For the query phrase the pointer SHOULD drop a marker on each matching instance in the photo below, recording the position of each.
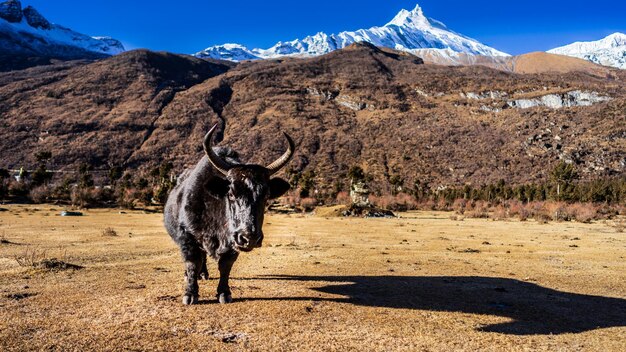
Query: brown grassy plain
(419, 282)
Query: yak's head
(246, 189)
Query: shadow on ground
(532, 308)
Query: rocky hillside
(381, 109)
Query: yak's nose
(242, 239)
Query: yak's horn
(218, 163)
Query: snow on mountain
(610, 51)
(28, 32)
(407, 31)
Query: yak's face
(245, 191)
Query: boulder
(35, 19)
(11, 11)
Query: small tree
(4, 176)
(41, 175)
(562, 174)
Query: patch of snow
(407, 31)
(609, 51)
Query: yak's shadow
(533, 309)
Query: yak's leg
(192, 255)
(225, 263)
(204, 271)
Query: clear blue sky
(189, 26)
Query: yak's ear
(217, 187)
(278, 187)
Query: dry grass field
(420, 282)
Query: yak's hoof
(190, 299)
(224, 298)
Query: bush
(82, 197)
(41, 194)
(583, 212)
(308, 204)
(109, 232)
(343, 198)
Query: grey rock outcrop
(11, 11)
(557, 101)
(35, 19)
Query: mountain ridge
(407, 31)
(381, 109)
(608, 51)
(27, 35)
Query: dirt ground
(420, 282)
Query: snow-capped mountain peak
(409, 31)
(609, 51)
(27, 32)
(414, 18)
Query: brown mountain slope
(536, 62)
(363, 106)
(95, 113)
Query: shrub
(109, 232)
(82, 197)
(308, 204)
(583, 212)
(343, 198)
(41, 194)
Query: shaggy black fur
(209, 214)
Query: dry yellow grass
(422, 282)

◆ ◆ ◆ ◆ ◆ ◆ ◆

Work to complete: Turn every line of the data above into a JSON list of strings, one string per line, skipping blank lines and the line that stands in for the picture.

Answer:
[
  "For the query phrase the pointer SHOULD drop a marker on each matching instance in the photo below, recording the position of each.",
  "Query: brown grassy plain",
  "(419, 282)",
  "Query: yak's head",
  "(246, 189)",
  "Query: shadow on ground",
  "(532, 308)",
  "Query: rocky hillside",
  "(381, 109)",
  "Query: yak's nose",
  "(242, 239)",
  "Query: yak's horn",
  "(218, 163)",
  "Query: snow on mountain",
  "(610, 51)",
  "(28, 32)",
  "(407, 31)",
  "Query: yak's face",
  "(245, 191)",
  "Query: boulder",
  "(35, 19)",
  "(11, 11)",
  "Query: small tree",
  "(4, 176)",
  "(41, 175)",
  "(562, 174)",
  "Query: patch of snow",
  "(407, 31)",
  "(609, 51)",
  "Query: yak's shadow",
  "(533, 309)",
  "Query: yak's leg",
  "(192, 255)",
  "(225, 263)",
  "(204, 271)",
  "Query: clear blue sky",
  "(189, 26)",
  "Query: yak's ear",
  "(217, 187)",
  "(278, 187)",
  "Query: dry grass field",
  "(420, 282)",
  "Query: yak's hoof",
  "(190, 299)",
  "(224, 298)",
  "Query: bush",
  "(82, 197)",
  "(41, 194)",
  "(583, 212)",
  "(308, 204)",
  "(109, 232)",
  "(343, 198)",
  "Query: grey rock outcrop",
  "(11, 11)",
  "(557, 101)",
  "(35, 19)",
  "Query: mountain ridge",
  "(407, 31)",
  "(381, 109)",
  "(608, 51)",
  "(27, 35)",
  "Query: dirt ground",
  "(420, 282)",
  "Query: snow-capped mountain peak",
  "(409, 31)",
  "(609, 51)",
  "(27, 32)",
  "(414, 18)",
  "Query: brown mountain slope",
  "(536, 62)",
  "(363, 106)",
  "(95, 113)",
  "Query: shrub",
  "(109, 232)",
  "(82, 197)",
  "(308, 204)",
  "(583, 212)",
  "(343, 198)",
  "(41, 194)",
  "Query: shaggy black fur",
  "(209, 214)",
  "Query: dry yellow grass",
  "(422, 282)"
]